### PROBLEM STATEMENT
Report back each line of the records that contains the string "nose".

━━━━━ MATERIAL FOR THIS TASK

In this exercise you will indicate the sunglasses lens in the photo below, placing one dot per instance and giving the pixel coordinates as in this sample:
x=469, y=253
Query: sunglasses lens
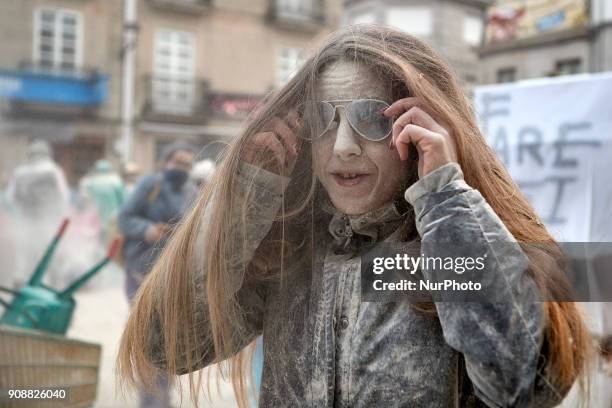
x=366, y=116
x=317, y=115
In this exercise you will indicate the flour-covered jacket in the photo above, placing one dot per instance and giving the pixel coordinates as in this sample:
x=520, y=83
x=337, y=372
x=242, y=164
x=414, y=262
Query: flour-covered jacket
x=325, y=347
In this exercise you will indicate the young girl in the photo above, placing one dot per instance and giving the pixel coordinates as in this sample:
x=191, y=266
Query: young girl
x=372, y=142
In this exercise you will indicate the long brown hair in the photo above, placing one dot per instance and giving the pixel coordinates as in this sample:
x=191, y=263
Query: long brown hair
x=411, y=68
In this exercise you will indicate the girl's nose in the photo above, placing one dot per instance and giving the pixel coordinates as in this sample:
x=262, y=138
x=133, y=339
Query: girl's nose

━━━━━━━━━━
━━━━━ MATERIAL FOR THIS TASK

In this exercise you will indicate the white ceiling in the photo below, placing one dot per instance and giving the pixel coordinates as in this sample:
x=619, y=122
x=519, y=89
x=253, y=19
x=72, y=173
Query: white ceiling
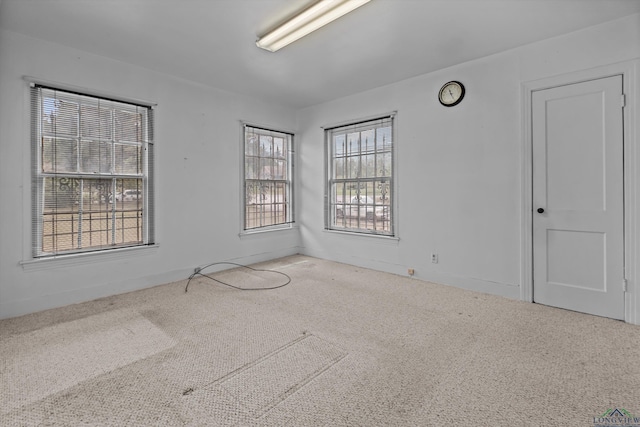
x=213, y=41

━━━━━━━━━━
━━━━━ MATERIAL FOR THIS TASK

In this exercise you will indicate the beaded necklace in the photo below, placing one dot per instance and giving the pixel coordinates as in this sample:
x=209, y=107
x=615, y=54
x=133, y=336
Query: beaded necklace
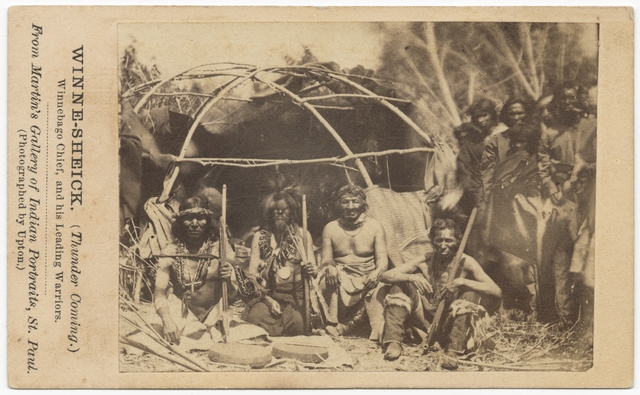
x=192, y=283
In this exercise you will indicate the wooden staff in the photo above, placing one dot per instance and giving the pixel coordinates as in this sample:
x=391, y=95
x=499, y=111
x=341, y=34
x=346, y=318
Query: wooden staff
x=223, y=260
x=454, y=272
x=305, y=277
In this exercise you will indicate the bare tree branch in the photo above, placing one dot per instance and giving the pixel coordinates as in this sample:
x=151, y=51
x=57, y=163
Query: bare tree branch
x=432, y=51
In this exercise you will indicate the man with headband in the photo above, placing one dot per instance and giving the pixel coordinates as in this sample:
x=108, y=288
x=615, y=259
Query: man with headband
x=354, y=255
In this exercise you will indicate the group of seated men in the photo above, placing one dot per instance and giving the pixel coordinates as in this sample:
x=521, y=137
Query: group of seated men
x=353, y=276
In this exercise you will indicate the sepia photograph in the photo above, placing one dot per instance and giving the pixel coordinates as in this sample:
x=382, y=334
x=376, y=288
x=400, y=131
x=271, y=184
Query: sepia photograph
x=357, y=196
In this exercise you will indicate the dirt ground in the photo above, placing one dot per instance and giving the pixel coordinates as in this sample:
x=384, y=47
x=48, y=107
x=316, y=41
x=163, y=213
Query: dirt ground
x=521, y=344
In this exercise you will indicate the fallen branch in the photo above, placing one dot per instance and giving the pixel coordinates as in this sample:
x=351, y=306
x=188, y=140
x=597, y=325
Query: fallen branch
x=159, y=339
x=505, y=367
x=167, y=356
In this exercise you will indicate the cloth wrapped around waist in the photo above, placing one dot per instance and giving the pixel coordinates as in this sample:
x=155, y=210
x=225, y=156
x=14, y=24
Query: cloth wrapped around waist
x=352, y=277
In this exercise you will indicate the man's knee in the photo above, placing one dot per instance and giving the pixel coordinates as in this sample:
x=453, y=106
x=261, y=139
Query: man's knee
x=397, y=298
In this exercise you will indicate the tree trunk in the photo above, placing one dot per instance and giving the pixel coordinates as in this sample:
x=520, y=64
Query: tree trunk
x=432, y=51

━━━━━━━━━━

### EXERCISE OUTPUT
In this exercise you will indicate the girl's nose in the photo above, placing one dot per instance and giving the pixel coordinates as in this sample:
Query: girl's nose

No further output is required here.